▶ Object position labeling entries

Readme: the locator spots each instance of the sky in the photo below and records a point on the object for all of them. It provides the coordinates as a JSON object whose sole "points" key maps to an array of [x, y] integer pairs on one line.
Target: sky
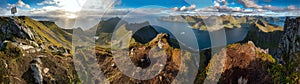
{"points": [[66, 10]]}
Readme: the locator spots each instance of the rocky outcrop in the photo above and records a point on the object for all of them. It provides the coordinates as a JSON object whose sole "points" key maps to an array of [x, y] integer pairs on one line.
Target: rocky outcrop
{"points": [[242, 63], [290, 41], [26, 57], [37, 70]]}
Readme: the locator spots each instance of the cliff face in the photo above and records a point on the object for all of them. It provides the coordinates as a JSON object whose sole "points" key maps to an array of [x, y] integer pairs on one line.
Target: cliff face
{"points": [[242, 63], [34, 52], [266, 40], [289, 43]]}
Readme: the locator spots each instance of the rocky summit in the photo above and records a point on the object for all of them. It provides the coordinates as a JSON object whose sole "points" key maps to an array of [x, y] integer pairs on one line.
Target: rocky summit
{"points": [[34, 52]]}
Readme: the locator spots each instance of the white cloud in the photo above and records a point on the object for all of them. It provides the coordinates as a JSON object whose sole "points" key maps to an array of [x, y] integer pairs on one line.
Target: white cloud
{"points": [[20, 3], [47, 2], [250, 4], [292, 7]]}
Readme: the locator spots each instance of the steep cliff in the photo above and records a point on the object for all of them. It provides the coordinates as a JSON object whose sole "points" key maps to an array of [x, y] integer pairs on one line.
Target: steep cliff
{"points": [[34, 52]]}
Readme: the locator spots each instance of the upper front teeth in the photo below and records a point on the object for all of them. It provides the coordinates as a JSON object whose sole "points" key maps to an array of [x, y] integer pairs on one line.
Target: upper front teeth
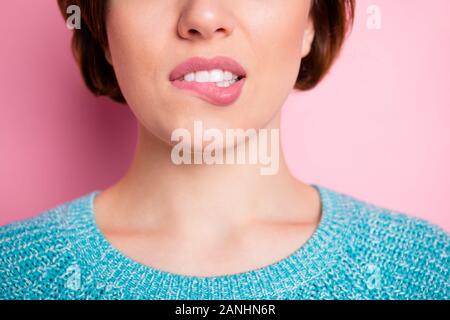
{"points": [[215, 75]]}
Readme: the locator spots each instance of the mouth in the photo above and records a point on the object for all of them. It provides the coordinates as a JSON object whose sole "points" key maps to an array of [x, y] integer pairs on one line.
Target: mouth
{"points": [[218, 81]]}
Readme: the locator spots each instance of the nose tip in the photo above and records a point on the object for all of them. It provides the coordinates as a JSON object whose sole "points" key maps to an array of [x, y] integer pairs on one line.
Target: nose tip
{"points": [[204, 20]]}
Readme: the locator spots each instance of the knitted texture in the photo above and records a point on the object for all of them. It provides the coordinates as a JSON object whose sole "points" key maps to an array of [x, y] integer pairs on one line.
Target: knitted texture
{"points": [[358, 251]]}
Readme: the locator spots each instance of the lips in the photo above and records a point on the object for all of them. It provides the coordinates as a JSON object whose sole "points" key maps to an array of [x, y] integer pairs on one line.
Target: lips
{"points": [[210, 91]]}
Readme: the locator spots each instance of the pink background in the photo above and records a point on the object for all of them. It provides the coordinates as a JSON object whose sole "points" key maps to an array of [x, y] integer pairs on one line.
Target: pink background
{"points": [[377, 128]]}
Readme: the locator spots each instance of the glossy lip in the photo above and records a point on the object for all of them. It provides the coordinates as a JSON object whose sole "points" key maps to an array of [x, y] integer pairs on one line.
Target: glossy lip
{"points": [[209, 91]]}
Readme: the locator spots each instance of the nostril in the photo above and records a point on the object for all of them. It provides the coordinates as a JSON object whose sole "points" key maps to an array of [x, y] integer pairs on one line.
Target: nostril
{"points": [[193, 32]]}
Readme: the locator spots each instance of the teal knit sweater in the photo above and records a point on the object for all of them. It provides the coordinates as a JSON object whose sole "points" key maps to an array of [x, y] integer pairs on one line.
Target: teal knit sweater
{"points": [[359, 251]]}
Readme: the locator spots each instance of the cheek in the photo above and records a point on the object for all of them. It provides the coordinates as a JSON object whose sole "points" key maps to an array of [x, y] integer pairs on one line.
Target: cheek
{"points": [[277, 48], [137, 53]]}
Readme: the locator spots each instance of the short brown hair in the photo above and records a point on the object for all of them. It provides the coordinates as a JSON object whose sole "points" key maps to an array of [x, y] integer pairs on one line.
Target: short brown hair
{"points": [[332, 20]]}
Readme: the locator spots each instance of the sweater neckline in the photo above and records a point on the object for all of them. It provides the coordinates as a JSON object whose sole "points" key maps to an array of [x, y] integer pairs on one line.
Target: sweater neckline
{"points": [[308, 261]]}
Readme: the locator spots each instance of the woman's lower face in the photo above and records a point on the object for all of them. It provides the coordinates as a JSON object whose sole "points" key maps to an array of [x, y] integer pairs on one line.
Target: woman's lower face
{"points": [[229, 64]]}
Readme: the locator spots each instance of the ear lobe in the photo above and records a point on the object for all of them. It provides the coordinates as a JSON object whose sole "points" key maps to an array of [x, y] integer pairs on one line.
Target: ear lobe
{"points": [[108, 55], [308, 38]]}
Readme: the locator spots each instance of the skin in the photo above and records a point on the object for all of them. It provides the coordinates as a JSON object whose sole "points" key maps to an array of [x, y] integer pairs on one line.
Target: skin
{"points": [[205, 220]]}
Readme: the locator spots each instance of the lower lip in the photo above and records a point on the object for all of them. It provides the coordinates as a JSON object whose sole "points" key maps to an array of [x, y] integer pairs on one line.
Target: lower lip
{"points": [[211, 93]]}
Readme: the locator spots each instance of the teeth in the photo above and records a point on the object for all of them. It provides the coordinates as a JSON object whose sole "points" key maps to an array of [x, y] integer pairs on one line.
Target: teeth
{"points": [[220, 77], [225, 83], [189, 77], [216, 76], [202, 76], [228, 75]]}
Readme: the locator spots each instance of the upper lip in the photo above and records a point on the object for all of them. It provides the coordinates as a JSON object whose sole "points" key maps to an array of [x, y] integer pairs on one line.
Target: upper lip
{"points": [[201, 64]]}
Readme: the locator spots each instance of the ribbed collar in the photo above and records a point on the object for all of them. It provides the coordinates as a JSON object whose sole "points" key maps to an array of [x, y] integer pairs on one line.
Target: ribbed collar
{"points": [[276, 281]]}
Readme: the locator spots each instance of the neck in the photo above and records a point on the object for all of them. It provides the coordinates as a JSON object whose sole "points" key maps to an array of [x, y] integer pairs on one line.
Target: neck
{"points": [[155, 192]]}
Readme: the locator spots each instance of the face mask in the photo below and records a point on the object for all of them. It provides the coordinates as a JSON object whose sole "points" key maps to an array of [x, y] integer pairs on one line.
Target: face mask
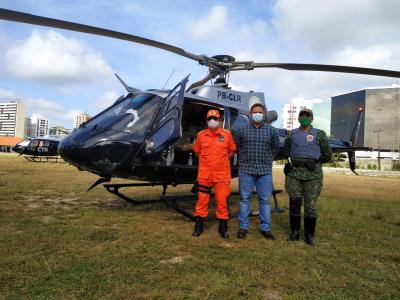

▶ Work to be completed
Quote exactly, and only, the lines from the line containing "Readme: the locator spots each instance of the ribbed" through the final line of the records above, both included, omitting any pictures.

▶ Written solution
Readme: the locator spots each instance of the ribbed collar in the photo above and records a point on the object for all of them. It provides the coordinates as a JSON object whose sole "points" key maps to an array of [x, y] integer pairs on one line.
Target: ribbed collar
{"points": [[276, 281]]}
Readme: the locator spots each instance of the neck in the photo above and records a point on the object for all of them. It provides the coordinates as a JSON object whose sole "points" key maps to an array of [x, y] integer pairs on one line.
Target: neck
{"points": [[155, 192]]}
Readme: the locator spots each instance of the face mask in the photo below and records a point on the object for all of them. It provides the coordinates as a JSON object whose sole "points" key maps to an array of [x, y] integer pairs on one line.
Target: face mask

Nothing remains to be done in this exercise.